• _Input_:
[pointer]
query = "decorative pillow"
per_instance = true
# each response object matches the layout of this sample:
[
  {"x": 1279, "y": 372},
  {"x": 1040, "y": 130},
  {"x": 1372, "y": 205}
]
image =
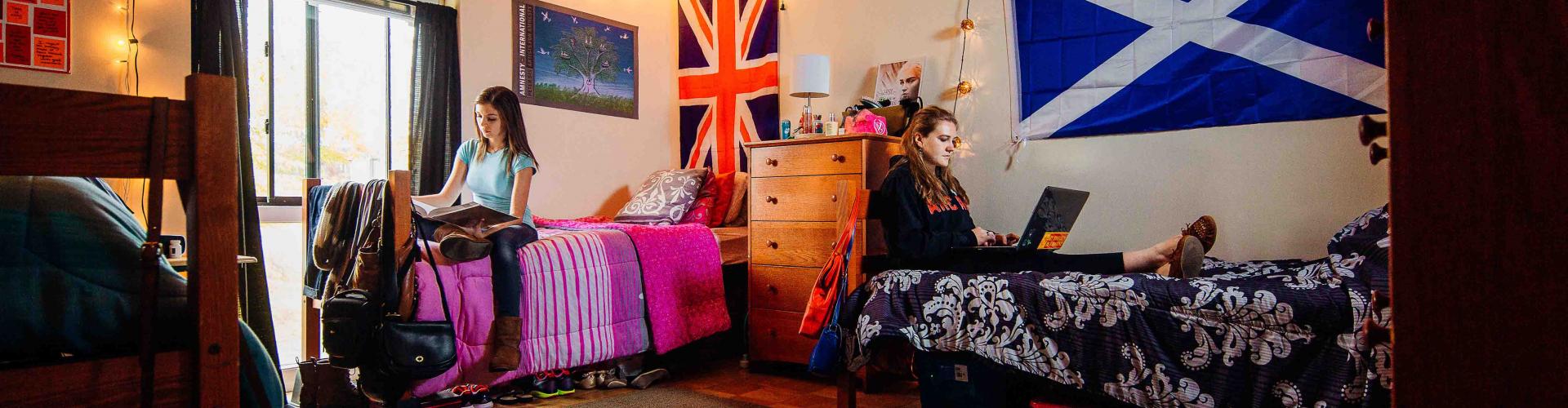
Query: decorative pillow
[
  {"x": 703, "y": 209},
  {"x": 737, "y": 203},
  {"x": 722, "y": 200},
  {"x": 666, "y": 197}
]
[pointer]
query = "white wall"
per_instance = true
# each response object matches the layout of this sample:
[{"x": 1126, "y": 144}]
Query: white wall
[
  {"x": 163, "y": 29},
  {"x": 1278, "y": 190},
  {"x": 588, "y": 163}
]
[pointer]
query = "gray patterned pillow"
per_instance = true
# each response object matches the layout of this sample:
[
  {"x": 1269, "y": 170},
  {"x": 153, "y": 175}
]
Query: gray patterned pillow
[{"x": 666, "y": 198}]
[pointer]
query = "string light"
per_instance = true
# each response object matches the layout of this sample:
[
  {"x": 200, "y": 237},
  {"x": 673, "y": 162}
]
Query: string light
[{"x": 964, "y": 86}]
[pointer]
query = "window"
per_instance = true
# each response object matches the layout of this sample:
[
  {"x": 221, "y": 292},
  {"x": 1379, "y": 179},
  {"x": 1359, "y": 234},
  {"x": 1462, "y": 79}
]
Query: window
[
  {"x": 330, "y": 91},
  {"x": 330, "y": 98}
]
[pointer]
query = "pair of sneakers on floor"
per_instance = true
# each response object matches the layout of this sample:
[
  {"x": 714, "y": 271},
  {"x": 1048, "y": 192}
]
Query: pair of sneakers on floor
[
  {"x": 552, "y": 384},
  {"x": 615, "y": 379}
]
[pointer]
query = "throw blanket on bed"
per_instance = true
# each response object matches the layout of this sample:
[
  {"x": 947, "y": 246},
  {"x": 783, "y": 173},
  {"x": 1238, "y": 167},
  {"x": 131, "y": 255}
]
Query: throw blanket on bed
[
  {"x": 681, "y": 275},
  {"x": 1281, "y": 333},
  {"x": 581, "y": 305}
]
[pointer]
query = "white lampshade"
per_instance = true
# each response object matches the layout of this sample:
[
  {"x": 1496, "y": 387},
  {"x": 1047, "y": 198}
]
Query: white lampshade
[{"x": 811, "y": 76}]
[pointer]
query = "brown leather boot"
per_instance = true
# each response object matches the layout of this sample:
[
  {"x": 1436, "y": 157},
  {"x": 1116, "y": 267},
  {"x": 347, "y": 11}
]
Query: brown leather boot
[
  {"x": 334, "y": 389},
  {"x": 506, "y": 335}
]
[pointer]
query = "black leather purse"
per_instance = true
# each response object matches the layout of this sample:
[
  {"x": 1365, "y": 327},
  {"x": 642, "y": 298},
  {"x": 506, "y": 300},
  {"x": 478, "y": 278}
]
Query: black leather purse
[{"x": 419, "y": 348}]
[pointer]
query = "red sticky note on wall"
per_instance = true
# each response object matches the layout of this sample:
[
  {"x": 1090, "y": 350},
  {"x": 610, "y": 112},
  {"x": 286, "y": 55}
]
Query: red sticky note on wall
[
  {"x": 49, "y": 52},
  {"x": 16, "y": 13},
  {"x": 51, "y": 22},
  {"x": 18, "y": 44}
]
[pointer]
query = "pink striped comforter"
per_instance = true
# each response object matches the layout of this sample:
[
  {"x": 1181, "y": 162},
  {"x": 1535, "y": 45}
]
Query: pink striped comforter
[
  {"x": 582, "y": 304},
  {"x": 683, "y": 277}
]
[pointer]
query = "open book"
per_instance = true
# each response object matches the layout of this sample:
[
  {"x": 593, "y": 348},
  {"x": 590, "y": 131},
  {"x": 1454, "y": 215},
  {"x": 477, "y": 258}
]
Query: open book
[{"x": 474, "y": 219}]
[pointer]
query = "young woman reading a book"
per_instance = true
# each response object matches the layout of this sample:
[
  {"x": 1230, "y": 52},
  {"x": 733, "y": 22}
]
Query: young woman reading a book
[
  {"x": 925, "y": 219},
  {"x": 497, "y": 168}
]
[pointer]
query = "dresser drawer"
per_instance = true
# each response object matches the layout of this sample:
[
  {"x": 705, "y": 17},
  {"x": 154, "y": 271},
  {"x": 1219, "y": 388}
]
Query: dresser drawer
[
  {"x": 840, "y": 157},
  {"x": 804, "y": 198},
  {"x": 782, "y": 287},
  {"x": 773, "y": 336},
  {"x": 794, "y": 244}
]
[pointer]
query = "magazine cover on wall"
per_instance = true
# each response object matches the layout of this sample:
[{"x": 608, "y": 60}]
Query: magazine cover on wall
[
  {"x": 37, "y": 35},
  {"x": 574, "y": 60},
  {"x": 899, "y": 81}
]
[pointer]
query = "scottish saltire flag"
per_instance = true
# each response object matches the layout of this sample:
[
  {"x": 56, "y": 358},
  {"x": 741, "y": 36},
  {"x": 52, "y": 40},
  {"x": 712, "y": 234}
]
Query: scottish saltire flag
[
  {"x": 729, "y": 81},
  {"x": 1121, "y": 66}
]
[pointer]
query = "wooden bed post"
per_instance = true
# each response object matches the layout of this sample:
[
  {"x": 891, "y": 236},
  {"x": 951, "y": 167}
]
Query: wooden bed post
[
  {"x": 313, "y": 314},
  {"x": 214, "y": 211},
  {"x": 400, "y": 193}
]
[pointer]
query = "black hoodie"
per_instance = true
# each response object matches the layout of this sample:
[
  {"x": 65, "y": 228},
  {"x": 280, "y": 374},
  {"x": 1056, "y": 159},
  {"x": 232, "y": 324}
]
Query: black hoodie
[{"x": 920, "y": 231}]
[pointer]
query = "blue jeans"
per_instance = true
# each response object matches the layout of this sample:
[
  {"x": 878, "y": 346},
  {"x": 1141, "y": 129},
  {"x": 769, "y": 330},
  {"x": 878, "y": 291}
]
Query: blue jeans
[{"x": 506, "y": 267}]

• _The problem_:
Exclude the pictures, and transcribe all of the material exactly.

• _Solution to this problem_:
[pointer]
query = "decorative pillow"
per_instance = true
# each response object matches the layout of this sample:
[
  {"x": 1279, "y": 372},
  {"x": 1040, "y": 130},
  {"x": 1372, "y": 205}
]
image =
Query: decorative pillow
[
  {"x": 703, "y": 209},
  {"x": 737, "y": 203},
  {"x": 722, "y": 200},
  {"x": 666, "y": 197}
]
[pointer]
query = "white wall"
per_instance = true
# each response object matches the layout of this sample:
[{"x": 1126, "y": 144}]
Query: white wall
[
  {"x": 163, "y": 29},
  {"x": 1278, "y": 190},
  {"x": 588, "y": 163}
]
[pointer]
query = "gray patterned pillow"
per_instance = true
# each response object matches the layout of this sample:
[
  {"x": 1269, "y": 170},
  {"x": 153, "y": 175}
]
Query: gray patterned pillow
[{"x": 666, "y": 198}]
[pointer]
query = "string light"
per_instance = true
# each response object matches the layout of this sample:
[
  {"x": 200, "y": 237},
  {"x": 673, "y": 162}
]
Query: string light
[{"x": 964, "y": 86}]
[pointer]
query = "window"
per_instance = true
# each response object matches the layout of this sample:
[
  {"x": 221, "y": 292},
  {"x": 1379, "y": 179},
  {"x": 1359, "y": 234},
  {"x": 1462, "y": 79}
]
Query: window
[
  {"x": 330, "y": 91},
  {"x": 330, "y": 98}
]
[pointer]
query = "pair of sneakers on floor"
per_instance = true
# each response object matches the layout of this sample:
[
  {"x": 714, "y": 271},
  {"x": 1048, "y": 192}
]
Query: pair of sneakers on floor
[
  {"x": 552, "y": 384},
  {"x": 615, "y": 379}
]
[pointer]
query = "throw blanket on bed"
per_instance = true
# each response object matches the layout of this sample:
[
  {"x": 947, "y": 246},
  {"x": 783, "y": 173},
  {"x": 1238, "y": 167},
  {"x": 131, "y": 255}
]
Query: throw blanket on bed
[
  {"x": 681, "y": 275},
  {"x": 1281, "y": 333},
  {"x": 581, "y": 305}
]
[pointer]
query = "white lampshade"
per_instance = true
# each response object matches the layout of this sample:
[
  {"x": 1496, "y": 387},
  {"x": 1047, "y": 198}
]
Query: white lampshade
[{"x": 811, "y": 76}]
[pointer]
query = "brown leather boot"
per_instance = true
# each response object matches the layout of this sample:
[
  {"x": 1436, "y": 157},
  {"x": 1116, "y": 267},
  {"x": 347, "y": 11}
]
Query: brown leather boot
[
  {"x": 334, "y": 389},
  {"x": 506, "y": 335}
]
[pointer]
query = "black leather purse"
per_instance = true
# each response object matches the layout of this sample:
[
  {"x": 1365, "y": 327},
  {"x": 642, "y": 298},
  {"x": 506, "y": 300},
  {"x": 478, "y": 278}
]
Query: black leather purse
[{"x": 419, "y": 348}]
[pointer]
query = "red sticky note on wall"
per_instance = true
# each response object matches the layout of this sample:
[
  {"x": 1090, "y": 350},
  {"x": 610, "y": 112},
  {"x": 286, "y": 55}
]
Query: red sticky note on wall
[
  {"x": 49, "y": 52},
  {"x": 16, "y": 13},
  {"x": 51, "y": 22},
  {"x": 18, "y": 44}
]
[pointer]
query = "pink striped comforter"
per_instance = true
# each response object matches the layout of this sample:
[
  {"x": 1181, "y": 162},
  {"x": 1535, "y": 45}
]
Query: pink striped comforter
[
  {"x": 582, "y": 304},
  {"x": 683, "y": 277}
]
[pointer]
query = "open book"
per_instance = true
# each response object matches the layout of this sample:
[
  {"x": 593, "y": 348},
  {"x": 590, "y": 131},
  {"x": 1454, "y": 215},
  {"x": 477, "y": 258}
]
Query: open book
[{"x": 474, "y": 219}]
[pointer]
query = "young woman reading a book"
per_instance = true
# each response object matches the layout of this sample:
[
  {"x": 1230, "y": 52},
  {"x": 733, "y": 22}
]
Query: young woman reading a book
[
  {"x": 925, "y": 219},
  {"x": 497, "y": 168}
]
[pointer]
query = "dresser drawer"
per_instance = true
# each response object matches the layout of this sample:
[
  {"x": 705, "y": 17},
  {"x": 154, "y": 271},
  {"x": 1219, "y": 388}
]
Query: dresser drawer
[
  {"x": 840, "y": 157},
  {"x": 804, "y": 198},
  {"x": 782, "y": 287},
  {"x": 773, "y": 336},
  {"x": 794, "y": 244}
]
[pointer]
query = "magazine cover on wall"
per_instance = true
# each response object matches the layout of this sample:
[{"x": 608, "y": 60}]
Query: magazine cover on wall
[
  {"x": 37, "y": 35},
  {"x": 574, "y": 60},
  {"x": 899, "y": 81}
]
[pointer]
query = "scottish saltire flag"
per_instance = true
# each response object matches the layout of this sample:
[
  {"x": 56, "y": 358},
  {"x": 741, "y": 36},
  {"x": 52, "y": 40},
  {"x": 712, "y": 234}
]
Query: scottish saltire flag
[
  {"x": 729, "y": 81},
  {"x": 1121, "y": 66}
]
[pointer]
query = "wooden bed post"
per_instance = true
# each response object matches the layout of this sample:
[
  {"x": 891, "y": 236},
  {"x": 951, "y": 167}
]
Query: wooden bed post
[
  {"x": 313, "y": 314},
  {"x": 214, "y": 211},
  {"x": 400, "y": 193}
]
[pointer]
query = "black hoodie"
per_instance = true
# each response object matches the layout of this sample:
[
  {"x": 65, "y": 228},
  {"x": 280, "y": 374},
  {"x": 1056, "y": 159},
  {"x": 232, "y": 324}
]
Query: black hoodie
[{"x": 920, "y": 231}]
[pointer]
query = "blue jeans"
per_instance = true
# each response object matches the layout of this sample:
[
  {"x": 878, "y": 346},
  {"x": 1141, "y": 129},
  {"x": 769, "y": 330},
  {"x": 878, "y": 291}
]
Query: blue jeans
[{"x": 506, "y": 267}]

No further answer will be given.